[Begin]

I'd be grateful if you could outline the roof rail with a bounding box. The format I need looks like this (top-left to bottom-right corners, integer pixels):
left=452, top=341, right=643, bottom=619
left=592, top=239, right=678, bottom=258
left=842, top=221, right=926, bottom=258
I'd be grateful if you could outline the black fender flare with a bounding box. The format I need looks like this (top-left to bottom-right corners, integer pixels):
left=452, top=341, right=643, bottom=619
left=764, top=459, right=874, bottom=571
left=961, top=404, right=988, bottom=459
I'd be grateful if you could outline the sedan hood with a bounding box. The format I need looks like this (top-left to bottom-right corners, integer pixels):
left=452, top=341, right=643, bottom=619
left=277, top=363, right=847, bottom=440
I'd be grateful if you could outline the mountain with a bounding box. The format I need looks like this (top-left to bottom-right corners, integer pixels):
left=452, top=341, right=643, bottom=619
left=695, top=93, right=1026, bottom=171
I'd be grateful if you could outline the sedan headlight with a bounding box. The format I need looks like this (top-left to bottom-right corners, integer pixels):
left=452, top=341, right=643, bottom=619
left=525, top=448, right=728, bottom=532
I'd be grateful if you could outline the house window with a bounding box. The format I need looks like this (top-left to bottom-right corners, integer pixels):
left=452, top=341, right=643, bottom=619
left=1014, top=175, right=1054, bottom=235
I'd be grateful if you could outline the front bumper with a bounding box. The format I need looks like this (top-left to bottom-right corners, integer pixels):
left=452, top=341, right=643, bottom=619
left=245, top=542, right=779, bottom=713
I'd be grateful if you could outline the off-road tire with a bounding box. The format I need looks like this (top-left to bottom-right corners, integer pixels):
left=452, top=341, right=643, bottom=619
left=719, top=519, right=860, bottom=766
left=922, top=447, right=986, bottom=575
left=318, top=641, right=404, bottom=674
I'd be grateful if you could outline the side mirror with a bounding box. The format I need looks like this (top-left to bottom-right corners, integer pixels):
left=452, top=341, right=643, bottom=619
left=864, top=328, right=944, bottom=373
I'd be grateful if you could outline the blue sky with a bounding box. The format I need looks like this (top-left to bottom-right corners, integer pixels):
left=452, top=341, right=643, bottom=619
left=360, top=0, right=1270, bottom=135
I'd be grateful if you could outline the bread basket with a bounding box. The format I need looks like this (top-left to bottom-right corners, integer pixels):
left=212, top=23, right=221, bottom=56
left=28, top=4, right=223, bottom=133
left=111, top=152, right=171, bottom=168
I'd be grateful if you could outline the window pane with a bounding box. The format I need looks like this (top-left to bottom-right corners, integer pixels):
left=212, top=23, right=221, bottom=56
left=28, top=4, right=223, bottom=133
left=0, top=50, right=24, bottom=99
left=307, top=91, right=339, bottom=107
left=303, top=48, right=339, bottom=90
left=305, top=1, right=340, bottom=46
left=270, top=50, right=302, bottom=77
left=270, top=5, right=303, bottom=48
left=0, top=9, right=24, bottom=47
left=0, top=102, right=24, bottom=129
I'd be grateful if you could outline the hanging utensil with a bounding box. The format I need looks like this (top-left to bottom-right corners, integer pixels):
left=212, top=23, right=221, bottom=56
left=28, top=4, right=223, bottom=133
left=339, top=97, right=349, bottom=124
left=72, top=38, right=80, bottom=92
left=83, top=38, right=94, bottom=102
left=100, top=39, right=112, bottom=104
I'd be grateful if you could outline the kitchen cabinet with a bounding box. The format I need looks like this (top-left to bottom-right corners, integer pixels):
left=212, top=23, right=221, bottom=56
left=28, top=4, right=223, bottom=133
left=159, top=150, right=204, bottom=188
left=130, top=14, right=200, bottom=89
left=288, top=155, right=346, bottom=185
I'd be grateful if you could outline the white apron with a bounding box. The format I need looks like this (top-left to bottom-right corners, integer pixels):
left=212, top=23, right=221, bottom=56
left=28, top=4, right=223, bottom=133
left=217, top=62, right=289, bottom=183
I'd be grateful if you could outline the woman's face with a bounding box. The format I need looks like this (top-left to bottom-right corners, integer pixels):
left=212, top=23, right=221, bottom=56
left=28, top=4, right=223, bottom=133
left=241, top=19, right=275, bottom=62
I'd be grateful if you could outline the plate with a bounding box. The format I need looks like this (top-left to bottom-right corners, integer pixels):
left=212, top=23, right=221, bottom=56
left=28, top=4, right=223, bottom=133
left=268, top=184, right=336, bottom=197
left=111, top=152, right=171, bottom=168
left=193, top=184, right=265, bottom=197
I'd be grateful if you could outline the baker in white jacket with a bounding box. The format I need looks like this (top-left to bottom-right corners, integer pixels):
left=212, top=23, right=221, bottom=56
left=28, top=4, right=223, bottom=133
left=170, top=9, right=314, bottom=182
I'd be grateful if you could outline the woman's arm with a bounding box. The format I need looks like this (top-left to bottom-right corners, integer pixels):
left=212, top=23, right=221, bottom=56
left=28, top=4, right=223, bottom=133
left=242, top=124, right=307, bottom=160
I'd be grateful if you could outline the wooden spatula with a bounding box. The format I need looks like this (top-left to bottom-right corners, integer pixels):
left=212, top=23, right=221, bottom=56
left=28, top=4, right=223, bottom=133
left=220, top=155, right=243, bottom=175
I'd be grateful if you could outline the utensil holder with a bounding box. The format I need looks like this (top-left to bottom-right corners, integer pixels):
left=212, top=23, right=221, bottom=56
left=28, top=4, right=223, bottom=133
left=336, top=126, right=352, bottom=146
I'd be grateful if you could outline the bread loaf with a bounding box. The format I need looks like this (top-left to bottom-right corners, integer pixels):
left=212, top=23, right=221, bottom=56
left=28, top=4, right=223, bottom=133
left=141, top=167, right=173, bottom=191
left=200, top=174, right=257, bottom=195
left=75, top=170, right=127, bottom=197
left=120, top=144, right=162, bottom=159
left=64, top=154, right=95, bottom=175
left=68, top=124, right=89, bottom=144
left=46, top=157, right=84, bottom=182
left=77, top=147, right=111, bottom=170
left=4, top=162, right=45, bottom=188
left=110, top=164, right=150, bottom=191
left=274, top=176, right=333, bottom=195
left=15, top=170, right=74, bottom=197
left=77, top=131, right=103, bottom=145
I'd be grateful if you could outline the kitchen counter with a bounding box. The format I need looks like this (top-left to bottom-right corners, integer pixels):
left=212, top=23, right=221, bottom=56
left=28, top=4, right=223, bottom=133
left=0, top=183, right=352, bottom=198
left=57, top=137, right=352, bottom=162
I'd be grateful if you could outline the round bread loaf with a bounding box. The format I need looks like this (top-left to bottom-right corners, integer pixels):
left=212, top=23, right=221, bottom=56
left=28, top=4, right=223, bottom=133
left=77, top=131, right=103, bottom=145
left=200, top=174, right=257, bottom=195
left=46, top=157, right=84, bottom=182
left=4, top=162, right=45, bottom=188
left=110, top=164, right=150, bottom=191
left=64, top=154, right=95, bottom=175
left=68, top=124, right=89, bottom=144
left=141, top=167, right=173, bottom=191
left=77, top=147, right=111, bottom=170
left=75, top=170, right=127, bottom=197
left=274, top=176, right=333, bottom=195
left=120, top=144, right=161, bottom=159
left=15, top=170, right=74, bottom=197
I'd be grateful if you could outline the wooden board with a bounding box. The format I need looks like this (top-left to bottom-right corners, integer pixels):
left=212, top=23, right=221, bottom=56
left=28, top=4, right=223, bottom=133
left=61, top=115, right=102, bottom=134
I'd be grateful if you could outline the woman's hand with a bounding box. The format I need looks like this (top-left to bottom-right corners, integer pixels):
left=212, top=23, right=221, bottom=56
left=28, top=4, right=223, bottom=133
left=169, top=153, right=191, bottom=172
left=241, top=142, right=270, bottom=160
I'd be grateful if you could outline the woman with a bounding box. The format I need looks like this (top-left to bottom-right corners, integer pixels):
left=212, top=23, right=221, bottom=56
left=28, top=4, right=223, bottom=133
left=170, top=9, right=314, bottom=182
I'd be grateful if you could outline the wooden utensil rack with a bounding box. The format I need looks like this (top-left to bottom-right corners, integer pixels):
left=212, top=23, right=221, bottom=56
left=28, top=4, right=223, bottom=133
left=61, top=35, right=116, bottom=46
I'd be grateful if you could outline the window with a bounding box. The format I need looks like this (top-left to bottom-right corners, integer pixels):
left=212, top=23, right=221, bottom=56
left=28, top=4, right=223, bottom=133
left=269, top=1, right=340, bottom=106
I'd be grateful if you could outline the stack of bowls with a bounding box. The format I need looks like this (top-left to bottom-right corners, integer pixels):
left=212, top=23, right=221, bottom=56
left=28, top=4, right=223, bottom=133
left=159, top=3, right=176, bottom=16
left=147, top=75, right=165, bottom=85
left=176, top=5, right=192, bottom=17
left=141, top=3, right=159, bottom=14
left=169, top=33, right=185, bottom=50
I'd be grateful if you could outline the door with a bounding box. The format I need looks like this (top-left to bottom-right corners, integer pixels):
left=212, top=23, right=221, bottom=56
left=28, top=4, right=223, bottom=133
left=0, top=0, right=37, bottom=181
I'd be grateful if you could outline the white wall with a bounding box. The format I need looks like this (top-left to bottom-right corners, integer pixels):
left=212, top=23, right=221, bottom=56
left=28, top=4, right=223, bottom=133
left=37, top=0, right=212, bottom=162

[End]

**Written request**:
Starting with the line that contains "I'd be grateful if you could outline the black" and going on through the line that contains "left=764, top=459, right=874, bottom=571", write those lines out again with "fender flare" swapped for "wheel arch" and nothing else altered.

**Response below**:
I'd be grateful if you could outline the black wheel arch with a bounding box. The format I need looks like this (top-left to bottom-right corners, integer pixels):
left=452, top=341, right=643, bottom=619
left=764, top=459, right=874, bottom=571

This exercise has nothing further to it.